EXERCISE 1
In the post about a boy struggling at school, list the three words used to describe how he is behaving at the moment.
EXERCISE 2
Reproduce word for word the part of the post about a boy struggling at school that starts at "I am so low" and ends at "we've done together.".

We have this week just been sent the forms for referral to the CAMHS ASD Assessment Team and in the meantime we feel like there is nowhere to turn and no-one to ask how to handle things. How do we know if we are helping or making things worse?
It feels like things have been escalating ever since he started Year 3 in September. He is struggling to cope, mainly in the areas of social/peer relations and he is so anxious that he tells me almost every day that he feels physically sick (although he doesn't associate it with anxiety himself). Its like he has just been getting a little bit more full every week and now he is so full up he can't take anymore so has lost the ability to control his reactions, if that makes sense?
I don't recognise this angry, vindictive, physical little boy that is here at the moment, yet have seen glimpses of my lovely peaceful, calm boy while he has been home with me this week. How can I help him to cope with his anxiety and anger when I don't have a clue what I am doing?
Sometimes I want to just keep him at home and home ed, but then I know he needs the social interaction with other children and adults if he's ever going to learn how to function in the wider world. Then I think about those horrible little bullies that introduced him to hitting, hurting and humiliation and think that he would be better off not learning social skills from the likes of them anyway. It feels like a viscious circle.
I am so low at the moment, as is dh. I feel completely wrung out and ground into the dirt. We have spent the week going round in circles with him feeling like we've made progress only for him to say something that indicates that he hasn't actually taken in anything either from the consequence of his behaviour or all the talking and reading we've done together.

(Dataset rows)
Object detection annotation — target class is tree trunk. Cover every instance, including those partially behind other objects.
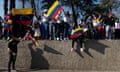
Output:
[10,0,15,11]
[71,2,78,26]
[31,0,36,15]
[22,0,25,8]
[4,0,8,15]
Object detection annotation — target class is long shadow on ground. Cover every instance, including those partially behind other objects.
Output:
[76,40,108,58]
[28,44,49,70]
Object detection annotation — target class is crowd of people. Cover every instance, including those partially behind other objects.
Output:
[0,11,120,72]
[0,11,120,40]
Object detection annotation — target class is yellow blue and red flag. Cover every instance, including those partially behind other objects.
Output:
[47,1,62,19]
[70,28,84,39]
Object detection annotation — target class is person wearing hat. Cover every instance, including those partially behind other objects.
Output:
[105,12,115,40]
[8,35,21,72]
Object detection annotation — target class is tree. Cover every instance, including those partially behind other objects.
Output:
[10,0,15,11]
[41,0,55,9]
[100,0,116,13]
[4,0,8,15]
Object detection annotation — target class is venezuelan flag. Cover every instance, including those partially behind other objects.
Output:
[47,1,62,19]
[32,38,39,47]
[70,28,84,39]
[12,8,34,26]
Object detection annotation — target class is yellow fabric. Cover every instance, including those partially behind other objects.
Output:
[34,33,40,37]
[5,20,12,24]
[12,8,34,15]
[71,28,84,35]
[47,1,59,16]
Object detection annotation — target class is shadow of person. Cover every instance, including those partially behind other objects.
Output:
[75,42,84,58]
[44,45,63,55]
[28,44,49,70]
[85,40,108,56]
[0,69,7,72]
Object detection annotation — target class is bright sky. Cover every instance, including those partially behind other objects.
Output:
[0,0,120,18]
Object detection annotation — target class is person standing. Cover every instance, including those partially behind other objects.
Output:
[70,26,85,52]
[0,16,4,39]
[105,12,115,40]
[8,35,20,72]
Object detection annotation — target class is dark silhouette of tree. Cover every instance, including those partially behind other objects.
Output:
[10,0,16,11]
[41,0,55,9]
[4,0,8,15]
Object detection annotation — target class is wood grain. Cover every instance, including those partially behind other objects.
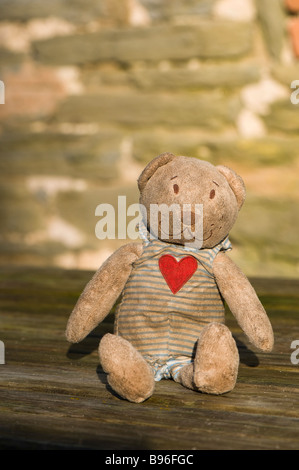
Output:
[0,268,299,450]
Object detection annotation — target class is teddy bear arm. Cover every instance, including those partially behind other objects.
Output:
[213,253,274,351]
[66,243,142,343]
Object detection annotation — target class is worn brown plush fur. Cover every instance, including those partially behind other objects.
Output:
[66,153,274,403]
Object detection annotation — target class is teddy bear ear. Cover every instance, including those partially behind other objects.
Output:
[216,165,246,210]
[137,152,176,192]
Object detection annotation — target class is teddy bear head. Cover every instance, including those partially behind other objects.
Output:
[138,153,245,248]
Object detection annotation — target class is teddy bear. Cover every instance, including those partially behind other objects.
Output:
[66,152,274,403]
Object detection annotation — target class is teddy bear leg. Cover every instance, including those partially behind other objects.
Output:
[99,333,155,403]
[193,323,239,395]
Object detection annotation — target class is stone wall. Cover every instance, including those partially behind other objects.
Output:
[0,0,299,277]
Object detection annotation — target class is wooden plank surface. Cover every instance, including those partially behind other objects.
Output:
[0,268,299,450]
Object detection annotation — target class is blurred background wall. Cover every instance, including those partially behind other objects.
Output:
[0,0,299,278]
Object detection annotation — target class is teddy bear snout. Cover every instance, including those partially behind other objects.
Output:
[182,210,196,226]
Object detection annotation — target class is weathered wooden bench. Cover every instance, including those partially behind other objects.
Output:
[0,267,299,450]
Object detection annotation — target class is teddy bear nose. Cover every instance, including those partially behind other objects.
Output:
[182,211,196,225]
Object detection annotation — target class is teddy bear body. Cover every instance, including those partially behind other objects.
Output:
[115,231,230,380]
[66,153,273,403]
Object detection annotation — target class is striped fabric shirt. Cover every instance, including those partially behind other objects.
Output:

WORKED SOLUTION 1
angry, vindictive, physical

WORKED SOLUTION 2
I am so low at the moment, as is dh. I feel completely wrung out and ground into the dirt. We have spent the week going round in circles with him feeling like we've made progress only for him to say something that indicates that he hasn't actually taken in anything either from the consequence of his behaviour or all the talking and reading we've done together.